• What is expected:
The reply should repeat all of the data word for word, with no pictures.
Dataset excerpts section start
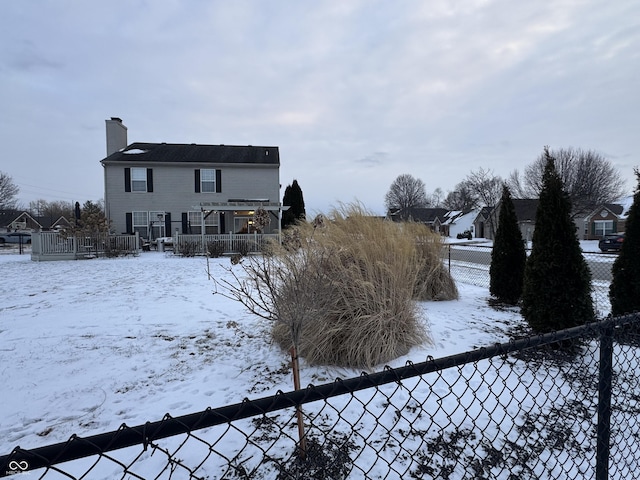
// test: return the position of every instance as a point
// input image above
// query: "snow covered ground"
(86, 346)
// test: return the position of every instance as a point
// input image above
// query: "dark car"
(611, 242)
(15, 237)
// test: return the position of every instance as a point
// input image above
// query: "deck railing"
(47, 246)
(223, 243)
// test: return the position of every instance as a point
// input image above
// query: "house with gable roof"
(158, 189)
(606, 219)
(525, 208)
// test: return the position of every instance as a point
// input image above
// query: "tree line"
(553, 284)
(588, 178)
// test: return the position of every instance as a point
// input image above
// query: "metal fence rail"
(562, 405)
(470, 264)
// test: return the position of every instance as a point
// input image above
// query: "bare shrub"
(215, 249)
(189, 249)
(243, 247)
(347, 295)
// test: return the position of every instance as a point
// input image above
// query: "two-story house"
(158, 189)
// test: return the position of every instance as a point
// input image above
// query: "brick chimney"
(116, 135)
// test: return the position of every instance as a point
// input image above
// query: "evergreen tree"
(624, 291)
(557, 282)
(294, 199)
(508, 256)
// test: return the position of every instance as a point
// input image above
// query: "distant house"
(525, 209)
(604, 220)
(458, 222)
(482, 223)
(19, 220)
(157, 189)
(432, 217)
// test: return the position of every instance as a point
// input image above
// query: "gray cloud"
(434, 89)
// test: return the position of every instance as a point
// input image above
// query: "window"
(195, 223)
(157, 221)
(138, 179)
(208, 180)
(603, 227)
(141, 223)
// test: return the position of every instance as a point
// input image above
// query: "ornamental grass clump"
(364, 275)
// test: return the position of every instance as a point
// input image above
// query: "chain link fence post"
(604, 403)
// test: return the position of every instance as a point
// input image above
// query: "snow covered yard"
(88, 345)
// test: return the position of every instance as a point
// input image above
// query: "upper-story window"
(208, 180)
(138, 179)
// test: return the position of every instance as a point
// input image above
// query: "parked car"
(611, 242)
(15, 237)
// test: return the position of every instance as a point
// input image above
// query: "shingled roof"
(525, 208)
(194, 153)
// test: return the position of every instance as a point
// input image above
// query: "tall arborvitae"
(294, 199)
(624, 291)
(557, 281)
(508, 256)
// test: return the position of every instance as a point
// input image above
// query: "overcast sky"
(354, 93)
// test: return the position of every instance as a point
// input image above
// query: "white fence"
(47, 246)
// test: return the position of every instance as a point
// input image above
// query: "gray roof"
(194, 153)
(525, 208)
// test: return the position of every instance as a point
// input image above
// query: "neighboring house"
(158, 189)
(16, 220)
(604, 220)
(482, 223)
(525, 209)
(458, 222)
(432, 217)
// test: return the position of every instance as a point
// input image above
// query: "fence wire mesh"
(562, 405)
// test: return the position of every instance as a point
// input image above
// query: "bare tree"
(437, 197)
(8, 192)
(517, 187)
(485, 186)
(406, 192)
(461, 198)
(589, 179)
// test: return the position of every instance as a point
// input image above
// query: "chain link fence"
Dataset excerpts section end
• Result of the exercise:
// test: return the position of every instance as a point
// input image above
// query: "snow covered ground"
(86, 346)
// test: return the position of every instance as a point
// input image above
// query: "dark car"
(611, 242)
(15, 237)
// test: return the position of every instance as a point
// input image above
// query: "deck railing"
(47, 246)
(223, 243)
// test: return the position of every instance as a point
// input image above
// query: "house with gable roof"
(158, 189)
(606, 219)
(525, 208)
// test: return the position of every instance as a point
// input image above
// query: "tree line"
(553, 284)
(588, 178)
// test: return the position of every instance as a point
// input image above
// query: "metal fence rail"
(562, 405)
(470, 264)
// test: return the position of every instance as a point
// input image above
// query: "bare shrub"
(215, 249)
(189, 249)
(243, 247)
(347, 295)
// test: return the position of every instance as a point
// input image above
// query: "two-story house"
(158, 189)
// test: return the position of every instance as a point
// input image above
// query: "brick chimney"
(116, 135)
// test: return the position of every instance as a point
// input image above
// query: "evergreen tree"
(624, 291)
(557, 282)
(294, 199)
(508, 256)
// test: return the position of every instance as a point
// input image above
// query: "distant house"
(525, 209)
(604, 220)
(458, 222)
(482, 223)
(19, 220)
(157, 189)
(432, 217)
// test: return the position of every instance as a point
// input image above
// query: "gray cloud"
(434, 89)
// test: return the position of every instance as a point
// input image above
// query: "window"
(195, 223)
(157, 221)
(138, 179)
(208, 180)
(603, 227)
(141, 223)
// test: return the position of every instance as a point
// input image above
// query: "ornamental grass clump"
(364, 275)
// test: return the position of every instance as a point
// input image above
// query: "chain link fence post"
(604, 403)
// test: return the position of every instance as a point
// input image above
// query: "snow covered yard"
(88, 345)
// test: return the position of every instance as a point
// input image above
// query: "upper-story window"
(208, 180)
(138, 179)
// test: return the position of every instance as a point
// input image above
// query: "parked car"
(611, 242)
(15, 237)
// test: return the position of every instance as a point
// input image above
// query: "shingled roof"
(525, 208)
(194, 153)
// test: return the position of every instance as a point
// input image above
// query: "tall arborvitae"
(294, 199)
(624, 291)
(557, 281)
(508, 256)
// test: return the position of every instance as a point
// input image above
// query: "overcast sky"
(354, 93)
// test: return the position of every instance as a point
// input image above
// query: "white fence"
(47, 246)
// test: return the position of every instance as a point
// input image above
// query: "gray roof"
(194, 153)
(525, 208)
// test: return the position of every instance as a point
// input image above
// query: "neighboring house"
(158, 189)
(16, 220)
(604, 220)
(482, 223)
(525, 209)
(458, 222)
(432, 217)
// test: return the position of every instance as a point
// input image above
// query: "fence wire mesh"
(562, 405)
// test: return the position of every instance as a point
// input image above
// query: "bare tree"
(437, 197)
(8, 192)
(517, 187)
(485, 186)
(406, 192)
(461, 198)
(589, 179)
// test: return the position of every instance as a point
// input image above
// query: "chain link fence"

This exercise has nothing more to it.